A block of data
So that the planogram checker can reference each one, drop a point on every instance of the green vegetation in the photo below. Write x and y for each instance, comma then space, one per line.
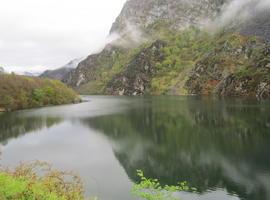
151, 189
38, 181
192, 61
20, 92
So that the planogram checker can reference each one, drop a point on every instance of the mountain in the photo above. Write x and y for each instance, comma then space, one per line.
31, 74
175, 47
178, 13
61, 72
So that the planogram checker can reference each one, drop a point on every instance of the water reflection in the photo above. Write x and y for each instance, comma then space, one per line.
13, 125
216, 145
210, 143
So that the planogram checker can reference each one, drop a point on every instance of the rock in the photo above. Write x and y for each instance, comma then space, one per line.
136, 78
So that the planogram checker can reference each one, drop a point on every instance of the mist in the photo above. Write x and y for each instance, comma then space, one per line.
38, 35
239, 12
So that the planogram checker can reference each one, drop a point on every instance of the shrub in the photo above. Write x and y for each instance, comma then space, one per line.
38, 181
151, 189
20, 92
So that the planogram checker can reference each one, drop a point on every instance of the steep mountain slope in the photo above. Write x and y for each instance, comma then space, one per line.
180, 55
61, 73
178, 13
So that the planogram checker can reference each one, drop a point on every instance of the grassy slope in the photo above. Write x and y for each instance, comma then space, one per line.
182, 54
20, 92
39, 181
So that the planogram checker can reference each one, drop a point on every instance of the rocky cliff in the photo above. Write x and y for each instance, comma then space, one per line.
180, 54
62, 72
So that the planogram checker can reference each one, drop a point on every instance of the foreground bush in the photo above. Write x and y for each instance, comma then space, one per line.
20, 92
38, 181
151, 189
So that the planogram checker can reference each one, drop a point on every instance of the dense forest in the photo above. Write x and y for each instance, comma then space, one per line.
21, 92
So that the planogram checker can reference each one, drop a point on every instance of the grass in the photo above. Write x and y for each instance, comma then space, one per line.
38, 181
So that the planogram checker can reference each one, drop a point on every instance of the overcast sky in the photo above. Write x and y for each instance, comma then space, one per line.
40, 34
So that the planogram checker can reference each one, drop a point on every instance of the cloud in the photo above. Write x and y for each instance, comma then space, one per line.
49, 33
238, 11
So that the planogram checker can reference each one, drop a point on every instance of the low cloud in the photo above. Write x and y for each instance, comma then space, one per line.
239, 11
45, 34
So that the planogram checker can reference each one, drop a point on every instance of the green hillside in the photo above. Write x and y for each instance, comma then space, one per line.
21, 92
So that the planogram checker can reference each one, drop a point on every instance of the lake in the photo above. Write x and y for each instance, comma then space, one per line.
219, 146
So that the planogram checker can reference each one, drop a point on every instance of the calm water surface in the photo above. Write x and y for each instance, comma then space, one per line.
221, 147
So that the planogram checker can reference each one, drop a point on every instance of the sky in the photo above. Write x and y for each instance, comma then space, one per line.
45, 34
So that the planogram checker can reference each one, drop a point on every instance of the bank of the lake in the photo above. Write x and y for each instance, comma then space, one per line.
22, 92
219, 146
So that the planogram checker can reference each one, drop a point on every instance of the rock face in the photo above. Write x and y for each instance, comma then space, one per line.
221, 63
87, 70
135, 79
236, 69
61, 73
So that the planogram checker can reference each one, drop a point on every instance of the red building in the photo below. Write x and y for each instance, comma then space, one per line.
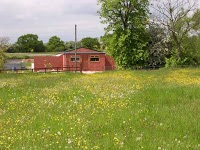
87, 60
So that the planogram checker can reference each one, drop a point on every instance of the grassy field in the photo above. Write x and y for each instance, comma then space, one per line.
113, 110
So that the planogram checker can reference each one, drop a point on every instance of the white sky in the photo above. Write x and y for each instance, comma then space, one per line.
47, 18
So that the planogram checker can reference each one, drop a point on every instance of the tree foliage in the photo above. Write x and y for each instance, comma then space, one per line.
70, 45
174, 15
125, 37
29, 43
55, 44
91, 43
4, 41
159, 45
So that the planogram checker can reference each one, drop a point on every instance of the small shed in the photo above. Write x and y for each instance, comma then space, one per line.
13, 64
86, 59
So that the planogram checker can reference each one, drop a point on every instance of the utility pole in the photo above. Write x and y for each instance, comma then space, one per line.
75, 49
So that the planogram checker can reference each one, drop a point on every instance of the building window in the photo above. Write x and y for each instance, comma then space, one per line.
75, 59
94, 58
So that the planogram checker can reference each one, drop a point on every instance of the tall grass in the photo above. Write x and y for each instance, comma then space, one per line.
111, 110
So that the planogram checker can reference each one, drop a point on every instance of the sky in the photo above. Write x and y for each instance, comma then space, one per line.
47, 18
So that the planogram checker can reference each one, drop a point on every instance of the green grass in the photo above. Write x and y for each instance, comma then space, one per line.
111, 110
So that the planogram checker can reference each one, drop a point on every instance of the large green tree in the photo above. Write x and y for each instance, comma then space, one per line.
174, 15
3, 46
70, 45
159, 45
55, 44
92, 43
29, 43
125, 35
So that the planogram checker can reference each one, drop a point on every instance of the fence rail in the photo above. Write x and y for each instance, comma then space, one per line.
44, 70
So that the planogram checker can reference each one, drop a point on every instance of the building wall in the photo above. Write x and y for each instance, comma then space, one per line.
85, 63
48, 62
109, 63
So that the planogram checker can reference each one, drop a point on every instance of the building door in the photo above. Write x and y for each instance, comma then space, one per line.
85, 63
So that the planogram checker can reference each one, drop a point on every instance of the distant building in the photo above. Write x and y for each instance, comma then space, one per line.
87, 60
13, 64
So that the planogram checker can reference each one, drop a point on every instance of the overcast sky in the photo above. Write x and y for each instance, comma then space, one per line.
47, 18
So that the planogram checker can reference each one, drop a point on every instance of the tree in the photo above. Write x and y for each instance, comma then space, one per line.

What needs to be done: Quote each line of the listing exactly, but leave the pictures out.

Finished task:
So that the planogram checker can reference each one, drop a point on every instance of the green vegetation in the photo below. Write x and y for each instance, comma then space, one per line.
151, 189
38, 181
192, 61
20, 92
So that the planogram checker can reference each one, drop a point on every instance of the mountain in the photo above. Write x and y for each instance, comma then space, one per line.
31, 74
175, 47
178, 13
61, 72
So that the planogram checker can reference each one, drop a point on every instance of the water reflection in the photo above. Write x and y for each instance, comma then space, one per line.
13, 125
216, 145
210, 143
So that the planogram checker can reference each one, drop a point on every instance of the rock in the photo above. Write x and y for each instance, comma then space, one per line.
136, 78
So that the planogram checker can reference each one, drop a point on every instance of the mist in the photo above. Write x and y for each instance, comma then space, one per line.
38, 35
239, 12
So that the planogram checker can reference each one, drop a point on every instance of the shrub in the photo above. Write x and y for each instance, comma then space, one per line.
38, 181
151, 189
20, 92
So that the planogram checker can reference each one, drop a point on every instance of the steep mountain slope in the photo above. Write x and y for each instance, comma then space, one per line.
180, 55
61, 73
178, 13
So that the planogram checker can reference each one, drop a point on every instance of the grassy slope in the photo above. Write x and y for each instance, comma then space, one per line.
182, 54
20, 92
39, 181
So that the planogram checker can reference each one, drop a point on every instance of the rocky cliff in the photo above. Write x and y for each instance, comma then space, one per line.
180, 54
62, 72
So that the planogram checker can reference each one, drop a point on every instance of the foreground bush in the photo above. Write x and y for each instance, comma then space, one per line.
20, 92
38, 181
151, 189
So that the planogram checker can reference each one, drop a point on every instance of the dense forest in the photo above. Write x and y for each instance, comma then space, one per line.
21, 92
So that the planogram checker can reference each one, drop a point on every instance of the grass in the photo above. Write x and y for each instance, comma then space, one per line.
38, 181
So that the planogram checker can reference each one, drop a point on every instance of the overcast sky in the photo above. Write x and y for each instance, comma then space, one per line.
40, 34
So that the planogram checker can reference each one, drop a point on every instance of the cloud in the photo above. Write x and y for each instance, comma then space, one per line.
49, 33
238, 11
So that the planogram checker can reference each one, drop a point on every instance of the low cloud in the photo above. Write x and y for each instance, comma then space, one per line.
239, 11
45, 34
So that the planogram checker can reference each one, drop a point on every instance of the green hillside in the photo above. Write x and y for each instance, comma then space, one per line.
21, 92
So that the planogram checker can reference each one, drop a point on every instance of the lake in the photo above. Write x and y for each instance, comma then space, one per line.
219, 146
So that the planogram checker can reference each one, drop a point on every instance of the calm water surface in the photo above. Write x and y for each instance, comma then space, one per line.
221, 147
So that the planogram checker can reference each one, drop a point on every instance of the sky in the photo above. Write x and y for each instance, comma then space, one per line.
45, 34
So that the planogram checker can reference each one, drop a point on every instance of the bank of the lake in the photo above. Write x and y for each instance, comma then space, one per line.
22, 92
219, 146
So that the planogram checker can reference each one, drop a point on every instance of the rock face in the photo above. Write x and y for each instance, comma then space, one per line.
221, 63
87, 70
135, 79
236, 69
61, 73
So that the planogram checker can reference each one, drop a point on every instance of the red building in the photo below. Write x and y for each instance, comma then space, one per line.
87, 60
So that the planogram checker can reference each one, drop a point on every instance of the grassy field in the photo above. Write x and y for each instance, comma then space, one per line.
113, 110
So that the planogram checker can reference each one, drop a point on every instance of the white sky in the photo above. Write x and y for each instance, comma then space, one per line.
47, 18
So that the planogram checker can reference each one, drop a point on every instance of the tree foliage in the photo above. Write x and y for each instance, comma then space, one per line.
70, 45
174, 15
125, 37
29, 43
55, 44
91, 43
4, 41
159, 45
So that the planogram checker can reference each one, drop a point on every instance of the small shed in the photo above. Write x and y for each instance, comma then space, one per line.
13, 64
86, 59
So that the planogram checker can reference each one, drop a point on every instance of the utility pole in the photo above. Write x and y for each instance, comma then space, one per line.
75, 49
So that the planogram checker can reference each one, drop a point on every instance of the building window in the photo above. Write x and y for each instance, comma then space, one per line.
75, 59
94, 58
So that the planogram checker can reference each one, drop a point on every instance of the tall grass in the photo above. Write x and y for each instance, comma then space, one per line.
111, 110
So that the planogram checker can reference each one, drop a point on every instance of the sky in the photo above. Write x and y for each instance, comma then space, one per line.
47, 18
So that the planogram checker can reference each one, drop a point on every instance of the green grass in the photo above. Write x and y for each instance, comma then space, one per line.
111, 110
So that the planogram checker can reference each one, drop a point on every instance of the large green tree in the photo above. Write x and y for each instance, comma then space, one per line.
174, 15
3, 46
70, 45
159, 45
55, 44
92, 43
29, 43
125, 35
So that the planogram checker can reference each one, drop a point on every instance of the fence rail in the photo above. Write x and y for each instance, comma then space, one per line.
44, 70
So that the planogram checker can reference each one, drop a point on every instance of the building wall in the photo above. Write x and y for each instance, comma then space, one per line.
85, 63
48, 62
109, 63
So that the planogram checker can reference each one, drop a point on every instance of the building door in the photo above. Write x and y for each instance, comma then space, one per line.
85, 63
So that the planogram checker can reference each one, drop a point on every instance of the distant building in the photo above. Write x and y for each instance, comma then space, one per line.
87, 60
13, 64
So that the planogram checker can reference each one, drop a point on every instance of the overcast sky in the photo above. Write x and y for each instance, comma then space, one per line.
47, 18
So that the planogram checker can reference each one, drop a point on every instance of the tree in the photo above. Write x and y for each instance, comma then space, one per line.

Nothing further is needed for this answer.